Could you write out every entry exactly as it stands?

### Data rows
▼
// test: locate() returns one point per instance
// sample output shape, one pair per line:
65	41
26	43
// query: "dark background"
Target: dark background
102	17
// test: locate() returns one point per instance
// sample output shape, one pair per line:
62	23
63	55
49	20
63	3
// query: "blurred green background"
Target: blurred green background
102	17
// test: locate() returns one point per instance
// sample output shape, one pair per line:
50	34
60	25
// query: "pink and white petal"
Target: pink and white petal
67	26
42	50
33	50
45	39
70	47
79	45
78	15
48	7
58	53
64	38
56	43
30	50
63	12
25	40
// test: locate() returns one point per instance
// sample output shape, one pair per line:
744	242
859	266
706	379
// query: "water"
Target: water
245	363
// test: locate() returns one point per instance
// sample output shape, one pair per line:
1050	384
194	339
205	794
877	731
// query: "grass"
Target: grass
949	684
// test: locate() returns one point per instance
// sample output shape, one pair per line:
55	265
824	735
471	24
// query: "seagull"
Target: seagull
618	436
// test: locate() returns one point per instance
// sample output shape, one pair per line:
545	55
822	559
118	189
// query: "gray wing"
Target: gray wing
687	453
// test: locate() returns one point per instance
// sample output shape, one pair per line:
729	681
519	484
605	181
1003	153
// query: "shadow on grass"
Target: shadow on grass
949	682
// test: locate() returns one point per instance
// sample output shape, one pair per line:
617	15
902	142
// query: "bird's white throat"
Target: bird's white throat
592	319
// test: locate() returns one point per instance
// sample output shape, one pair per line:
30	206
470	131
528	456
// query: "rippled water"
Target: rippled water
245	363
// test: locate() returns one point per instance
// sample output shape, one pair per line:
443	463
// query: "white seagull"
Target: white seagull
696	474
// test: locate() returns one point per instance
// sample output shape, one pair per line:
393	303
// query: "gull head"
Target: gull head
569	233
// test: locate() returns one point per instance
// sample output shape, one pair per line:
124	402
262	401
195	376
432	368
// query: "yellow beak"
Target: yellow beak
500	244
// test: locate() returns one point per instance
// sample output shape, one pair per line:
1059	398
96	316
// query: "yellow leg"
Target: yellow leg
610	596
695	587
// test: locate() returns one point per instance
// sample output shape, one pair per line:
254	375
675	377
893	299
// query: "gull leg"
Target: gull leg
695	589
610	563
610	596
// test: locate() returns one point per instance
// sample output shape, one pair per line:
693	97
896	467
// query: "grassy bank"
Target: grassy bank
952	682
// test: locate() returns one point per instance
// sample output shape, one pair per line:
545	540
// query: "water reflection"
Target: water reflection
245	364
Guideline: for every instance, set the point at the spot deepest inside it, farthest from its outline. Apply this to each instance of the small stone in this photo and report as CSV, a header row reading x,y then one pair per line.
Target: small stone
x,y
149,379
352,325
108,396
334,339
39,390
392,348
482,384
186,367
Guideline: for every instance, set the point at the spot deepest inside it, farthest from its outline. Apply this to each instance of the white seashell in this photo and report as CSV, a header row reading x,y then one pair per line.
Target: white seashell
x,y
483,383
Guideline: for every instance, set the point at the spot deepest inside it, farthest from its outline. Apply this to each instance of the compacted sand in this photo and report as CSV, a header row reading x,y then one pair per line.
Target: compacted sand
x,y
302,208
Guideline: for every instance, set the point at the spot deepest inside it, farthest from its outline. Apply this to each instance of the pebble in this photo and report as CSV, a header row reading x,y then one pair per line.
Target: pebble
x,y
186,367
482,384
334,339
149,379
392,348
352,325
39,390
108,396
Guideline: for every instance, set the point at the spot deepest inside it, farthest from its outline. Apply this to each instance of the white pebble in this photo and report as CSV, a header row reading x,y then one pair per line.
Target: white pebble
▲
### Exercise response
// test: locate() returns one point per instance
// sample output shape, one pair per line:
65	41
26	43
// query: "dark background"
Target: dark background
102	17
// test: locate() returns one point per instance
// sample output shape, one pair per line:
62	23
63	55
49	20
63	3
// query: "blurred green background"
Target: blurred green background
102	17
// test: locate() returns one point per instance
// sample output shape, one pair per line:
50	34
60	25
// query: "pink and white petal"
Target: pink and white petal
67	26
42	50
33	50
45	39
70	47
79	45
78	15
48	7
58	53
64	38
56	43
30	50
63	12
25	40
// test: locate() returns one point per instance
// sample output shape, one pair per line:
744	242
859	266
706	379
// query: "water"
Target: water
245	363
// test: locate() returns one point per instance
// sample output shape, one pair per line:
1050	384
194	339
205	794
877	731
// query: "grass"
Target: grass
949	684
// test: locate() returns one point per instance
// sample output shape, one pair per line:
55	265
824	735
471	24
// query: "seagull"
Target: seagull
618	436
// test: locate() returns one point per instance
// sample output shape, one pair per line:
545	55
822	559
118	189
// query: "gray wing"
Target: gray wing
687	453
// test: locate() returns one point per instance
// sample output shape, one pair per line:
729	681
519	484
605	181
1003	153
// query: "shadow on grass"
Target: shadow on grass
949	682
// test: locate() returns one point per instance
// sample output shape, one pair per line:
617	15
902	142
// query: "bird's white throat"
Target: bird's white throat
592	319
// test: locate() returns one point per instance
// sample output shape, one pair per line:
30	206
470	131
528	456
// query: "rippled water"
Target: rippled water
245	363
// test: locate() returns one point per instance
// sample output shape, one pair per line:
443	463
// query: "white seagull"
Target: white seagull
696	474
// test: locate() returns one point per instance
// sample output shape, one pair per line:
393	303
// query: "gull head"
Target: gull head
569	233
// test: locate() returns one point per instance
// sample output shape, one pair per line:
124	402
262	401
195	376
432	368
// query: "yellow beak"
Target: yellow beak
500	244
// test: locate() returns one point per instance
// sample output shape, one pair per line:
1059	398
96	316
// query: "yellow leg"
Target: yellow leg
610	596
695	587
// test: locate() returns one point per instance
// sample output shape, one pair per line:
254	375
675	377
893	299
// query: "gull leg"
Target: gull leg
695	589
610	563
610	596
// test: locate() returns one point per instance
// sample output shape, one pair per line:
693	97
896	467
// query: "grassy bank"
Target: grassy bank
952	682
// test: locate() returns one point per instance
// sample output shape, one pair per line:
545	540
// query: "water reflection"
Target: water reflection
245	364
Guideline: for every instance, set the point at the spot deepest inside it, farthest from its outline. Apply this to each instance of the small stone in this photo and report as CSV, a header row reading x,y then one pair per line.
Target: small stone
x,y
149,379
352,325
108,396
334,339
39,390
392,348
482,384
186,367
Guideline: for every instance, set the point at the spot deepest inside it, farthest from its outline. Apply this to each instance of the white seashell in this photo and report as CSV, a header row reading x,y then one pair per line.
Target: white seashell
x,y
483,383
Guideline: for every instance, set the point at the spot deepest inside it, farthest from its outline. Apply this to each instance of the compacted sand in this photo and report as CSV, a header row reading x,y then one pair per line.
Target: compacted sand
x,y
302,208
Guideline: for every instance, set the point at the spot deepest inside it, farthest from its outline. Apply this to each instance of the pebble in this photo and report as CSV, a header row reading x,y then one pair per line.
Target: pebble
x,y
186,367
482,384
334,339
149,379
392,348
352,325
39,390
108,396
Guideline: for every instance, set the point at the spot deepest inside it, farthest from its outline. Apply this to each instance of the white pebble in this photo and report as CSV, a header row reading x,y then one pair per line.
Target: white pebble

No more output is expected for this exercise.